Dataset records
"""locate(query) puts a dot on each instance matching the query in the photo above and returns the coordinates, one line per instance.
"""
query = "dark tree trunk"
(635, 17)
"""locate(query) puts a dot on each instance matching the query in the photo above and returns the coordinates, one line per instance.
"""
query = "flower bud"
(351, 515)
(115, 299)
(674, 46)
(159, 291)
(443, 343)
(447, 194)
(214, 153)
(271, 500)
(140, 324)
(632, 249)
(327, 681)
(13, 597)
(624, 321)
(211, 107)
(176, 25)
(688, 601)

BRIEF> In your response, reproduce the records exactly, every one.

WRITTEN ANSWER>
"""locate(query) puts a dot on each instance matching the query in the photo above and returns the coordinates, one line per instance.
"""
query = "dark tree trunk"
(635, 17)
"""locate(query) puts a dot on each instance matching the query in the photo above and returns the coordinates, one line per instance.
"""
query = "flower bud"
(351, 515)
(115, 299)
(674, 46)
(159, 291)
(443, 343)
(447, 194)
(214, 153)
(271, 500)
(140, 324)
(632, 249)
(327, 681)
(13, 597)
(624, 321)
(211, 107)
(176, 25)
(688, 601)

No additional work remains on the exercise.